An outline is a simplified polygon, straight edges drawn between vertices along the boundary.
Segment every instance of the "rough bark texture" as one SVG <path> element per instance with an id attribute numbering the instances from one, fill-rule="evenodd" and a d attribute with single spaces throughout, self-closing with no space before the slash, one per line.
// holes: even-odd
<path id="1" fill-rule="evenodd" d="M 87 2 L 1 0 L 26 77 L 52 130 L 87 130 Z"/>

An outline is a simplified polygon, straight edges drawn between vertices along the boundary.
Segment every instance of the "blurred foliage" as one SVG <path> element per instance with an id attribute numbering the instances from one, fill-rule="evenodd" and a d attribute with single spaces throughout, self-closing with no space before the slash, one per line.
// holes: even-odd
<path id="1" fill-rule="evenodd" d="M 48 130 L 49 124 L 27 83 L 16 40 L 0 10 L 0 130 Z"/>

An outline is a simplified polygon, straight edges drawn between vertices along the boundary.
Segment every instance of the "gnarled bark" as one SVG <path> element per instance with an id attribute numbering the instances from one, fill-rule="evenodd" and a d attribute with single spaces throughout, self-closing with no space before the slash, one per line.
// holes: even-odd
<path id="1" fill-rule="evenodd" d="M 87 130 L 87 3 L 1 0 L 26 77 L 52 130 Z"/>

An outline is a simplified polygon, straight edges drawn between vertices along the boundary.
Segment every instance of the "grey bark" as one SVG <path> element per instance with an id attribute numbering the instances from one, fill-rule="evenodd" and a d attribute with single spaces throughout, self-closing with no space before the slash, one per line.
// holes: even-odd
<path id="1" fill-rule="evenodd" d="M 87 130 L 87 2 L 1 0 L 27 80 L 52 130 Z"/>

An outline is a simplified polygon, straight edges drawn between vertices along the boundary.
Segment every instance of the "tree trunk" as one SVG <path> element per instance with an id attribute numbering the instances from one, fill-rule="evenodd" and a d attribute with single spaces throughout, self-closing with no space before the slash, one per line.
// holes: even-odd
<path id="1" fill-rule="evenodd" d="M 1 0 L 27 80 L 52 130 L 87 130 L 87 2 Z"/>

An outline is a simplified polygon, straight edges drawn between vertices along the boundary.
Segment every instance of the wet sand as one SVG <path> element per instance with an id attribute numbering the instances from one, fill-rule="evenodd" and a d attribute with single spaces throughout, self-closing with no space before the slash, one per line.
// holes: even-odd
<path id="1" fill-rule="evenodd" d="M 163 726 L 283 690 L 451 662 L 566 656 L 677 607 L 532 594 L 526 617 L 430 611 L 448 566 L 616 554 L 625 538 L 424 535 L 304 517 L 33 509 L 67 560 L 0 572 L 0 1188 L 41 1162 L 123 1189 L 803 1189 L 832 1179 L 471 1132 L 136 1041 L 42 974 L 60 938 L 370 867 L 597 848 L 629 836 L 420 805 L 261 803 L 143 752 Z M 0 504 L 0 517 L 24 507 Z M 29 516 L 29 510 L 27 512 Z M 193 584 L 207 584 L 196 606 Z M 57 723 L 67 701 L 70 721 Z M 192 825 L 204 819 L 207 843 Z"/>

§ Problem requirements
Please reproduce all of the records above exactly, word for word.

§ Solution for this task
An outline is a simplified polygon, straight edges drawn between vertices along the boundary.
Segment every instance of the "rough bark texture" as one SVG <path> element per instance with an id attribute numbering the instances from one, fill-rule="evenodd" and a d attribute with single spaces throughout, self-closing with no space before the slash, one per line.
// holes: even-odd
<path id="1" fill-rule="evenodd" d="M 87 2 L 1 0 L 26 77 L 52 130 L 87 130 Z"/>

An outline is a simplified polygon, straight edges drawn between vertices along the boundary.
Segment every instance of the "blurred foliage" as one SVG <path> element per instance with an id attribute numbering the instances from one, fill-rule="evenodd" and a d attribute with single spaces throughout, self-closing with no space before the slash, one per line.
// holes: even-odd
<path id="1" fill-rule="evenodd" d="M 48 130 L 49 124 L 27 83 L 16 40 L 0 10 L 0 130 Z"/>

An outline is a simplified polygon, straight edges drawn between vertices along the boundary.
Segment every instance of the "gnarled bark" as one SVG <path> element per instance with an id attribute numbering the instances from one, fill-rule="evenodd" and a d attribute with single spaces throughout, self-closing with no space before the slash, one per line.
// holes: even-odd
<path id="1" fill-rule="evenodd" d="M 87 130 L 87 3 L 1 0 L 26 77 L 52 130 Z"/>

An outline is a simplified polygon, straight edges drawn between vertices along the boundary.
Segment every instance of the "grey bark" as one SVG <path> element per instance with an id attribute numbering the instances from one, fill-rule="evenodd" and a d attribute with single spaces throughout, self-closing with no space before the slash, one per line.
// holes: even-odd
<path id="1" fill-rule="evenodd" d="M 87 130 L 87 2 L 1 0 L 27 80 L 52 130 Z"/>

An outline is a simplified polygon, straight edges drawn between vertices along the boundary.
Segment every instance of the "tree trunk" as one SVG <path> element per instance with an id attribute numbering the instances from one, fill-rule="evenodd" and a d attribute with single spaces throughout, self-closing with no space before the slash, one per line.
// holes: even-odd
<path id="1" fill-rule="evenodd" d="M 1 0 L 27 80 L 52 130 L 87 130 L 87 2 Z"/>

An outline is a simplified polygon, straight edges drawn between vertices along the boundary.
Segment every instance of the wet sand as one SVG <path> element per instance with an id attribute numbering the instances from one, fill-rule="evenodd" and a d attribute with single spaces throughout, self-closing with no space before the slash, one per line.
// holes: even-odd
<path id="1" fill-rule="evenodd" d="M 163 726 L 283 690 L 451 662 L 566 656 L 677 607 L 532 594 L 526 617 L 430 611 L 448 566 L 616 554 L 625 538 L 424 535 L 304 517 L 33 509 L 67 560 L 0 572 L 0 1188 L 41 1162 L 123 1189 L 803 1189 L 832 1179 L 471 1132 L 136 1041 L 42 974 L 60 938 L 370 867 L 597 848 L 629 836 L 420 805 L 261 803 L 143 752 Z M 0 504 L 0 517 L 24 507 Z M 29 516 L 29 510 L 27 512 Z M 193 584 L 207 584 L 196 606 Z M 57 723 L 67 701 L 70 721 Z M 192 825 L 204 819 L 207 843 Z"/>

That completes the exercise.